TASK REQUIREMENTS
Please pull out every line of the data below that contains the word "post", and copy each of those lines.
====== RECORDS SHOWN
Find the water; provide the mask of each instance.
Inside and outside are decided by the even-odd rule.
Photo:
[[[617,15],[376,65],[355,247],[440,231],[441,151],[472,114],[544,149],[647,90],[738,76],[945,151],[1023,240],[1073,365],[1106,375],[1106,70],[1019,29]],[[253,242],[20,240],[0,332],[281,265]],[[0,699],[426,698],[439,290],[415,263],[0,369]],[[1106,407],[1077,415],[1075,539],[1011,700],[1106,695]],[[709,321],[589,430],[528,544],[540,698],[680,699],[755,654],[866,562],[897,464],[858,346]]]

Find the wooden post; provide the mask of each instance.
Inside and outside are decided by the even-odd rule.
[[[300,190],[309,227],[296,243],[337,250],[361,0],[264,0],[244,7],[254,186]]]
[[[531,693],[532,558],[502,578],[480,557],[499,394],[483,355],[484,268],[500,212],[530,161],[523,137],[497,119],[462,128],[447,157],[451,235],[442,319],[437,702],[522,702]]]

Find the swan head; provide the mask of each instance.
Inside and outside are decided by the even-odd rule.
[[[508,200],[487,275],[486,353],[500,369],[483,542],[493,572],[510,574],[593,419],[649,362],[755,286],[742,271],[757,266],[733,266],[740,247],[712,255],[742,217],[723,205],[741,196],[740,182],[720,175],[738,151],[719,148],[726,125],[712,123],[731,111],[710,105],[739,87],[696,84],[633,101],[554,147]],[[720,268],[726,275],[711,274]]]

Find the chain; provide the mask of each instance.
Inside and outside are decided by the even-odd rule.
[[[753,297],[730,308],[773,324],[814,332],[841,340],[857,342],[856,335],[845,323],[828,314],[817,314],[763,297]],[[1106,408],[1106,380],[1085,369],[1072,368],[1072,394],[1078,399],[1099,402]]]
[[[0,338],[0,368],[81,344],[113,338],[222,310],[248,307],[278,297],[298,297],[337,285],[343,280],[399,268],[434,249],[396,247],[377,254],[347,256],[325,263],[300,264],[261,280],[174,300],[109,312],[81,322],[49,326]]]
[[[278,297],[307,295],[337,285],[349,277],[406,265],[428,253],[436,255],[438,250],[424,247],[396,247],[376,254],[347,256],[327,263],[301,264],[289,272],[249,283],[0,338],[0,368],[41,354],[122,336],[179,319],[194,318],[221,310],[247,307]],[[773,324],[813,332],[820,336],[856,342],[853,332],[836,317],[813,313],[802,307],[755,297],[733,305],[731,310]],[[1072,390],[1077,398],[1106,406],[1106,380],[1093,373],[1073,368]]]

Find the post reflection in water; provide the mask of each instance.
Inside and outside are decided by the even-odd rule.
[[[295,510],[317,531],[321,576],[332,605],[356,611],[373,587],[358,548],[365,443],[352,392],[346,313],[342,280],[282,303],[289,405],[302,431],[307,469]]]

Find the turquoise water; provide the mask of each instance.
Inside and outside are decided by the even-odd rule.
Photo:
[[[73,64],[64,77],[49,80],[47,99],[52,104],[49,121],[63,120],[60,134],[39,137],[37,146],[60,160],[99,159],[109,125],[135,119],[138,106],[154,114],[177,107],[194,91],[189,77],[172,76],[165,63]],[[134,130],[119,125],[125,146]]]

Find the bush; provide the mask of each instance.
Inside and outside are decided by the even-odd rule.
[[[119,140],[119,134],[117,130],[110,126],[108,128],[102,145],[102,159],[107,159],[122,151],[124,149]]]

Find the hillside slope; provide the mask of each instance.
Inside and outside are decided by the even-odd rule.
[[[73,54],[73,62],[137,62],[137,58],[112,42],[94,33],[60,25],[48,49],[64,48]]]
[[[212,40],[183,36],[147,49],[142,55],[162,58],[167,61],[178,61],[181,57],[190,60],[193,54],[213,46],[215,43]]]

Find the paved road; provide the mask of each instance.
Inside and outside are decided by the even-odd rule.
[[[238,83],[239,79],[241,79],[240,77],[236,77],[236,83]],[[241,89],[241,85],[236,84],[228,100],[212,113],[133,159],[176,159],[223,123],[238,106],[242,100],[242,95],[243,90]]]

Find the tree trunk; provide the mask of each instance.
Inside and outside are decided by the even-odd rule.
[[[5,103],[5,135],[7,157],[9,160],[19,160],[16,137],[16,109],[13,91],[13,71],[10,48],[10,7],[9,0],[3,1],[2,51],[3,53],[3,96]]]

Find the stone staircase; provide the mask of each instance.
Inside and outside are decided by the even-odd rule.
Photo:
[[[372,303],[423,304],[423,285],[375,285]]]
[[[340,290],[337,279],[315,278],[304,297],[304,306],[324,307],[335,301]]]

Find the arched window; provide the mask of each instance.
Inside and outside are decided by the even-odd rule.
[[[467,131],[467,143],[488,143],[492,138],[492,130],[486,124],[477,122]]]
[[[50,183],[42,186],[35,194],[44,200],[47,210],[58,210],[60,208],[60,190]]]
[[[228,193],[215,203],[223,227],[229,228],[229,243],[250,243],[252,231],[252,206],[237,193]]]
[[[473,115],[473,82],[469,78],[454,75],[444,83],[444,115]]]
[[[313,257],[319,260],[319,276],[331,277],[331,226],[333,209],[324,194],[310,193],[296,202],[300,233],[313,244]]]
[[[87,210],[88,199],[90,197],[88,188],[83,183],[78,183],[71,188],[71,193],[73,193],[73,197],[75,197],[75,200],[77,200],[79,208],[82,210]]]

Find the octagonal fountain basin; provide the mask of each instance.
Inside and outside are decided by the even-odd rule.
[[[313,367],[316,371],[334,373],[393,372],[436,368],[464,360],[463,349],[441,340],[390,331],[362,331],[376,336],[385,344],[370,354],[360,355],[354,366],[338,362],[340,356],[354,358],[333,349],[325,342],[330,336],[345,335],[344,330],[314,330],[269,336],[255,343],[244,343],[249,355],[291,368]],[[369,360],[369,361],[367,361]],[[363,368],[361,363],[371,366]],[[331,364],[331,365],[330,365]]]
============
TASK OUTPUT
Find the wooden post; provide the mask of each instance.
Find the post reflection in water; provide the mask of each instance.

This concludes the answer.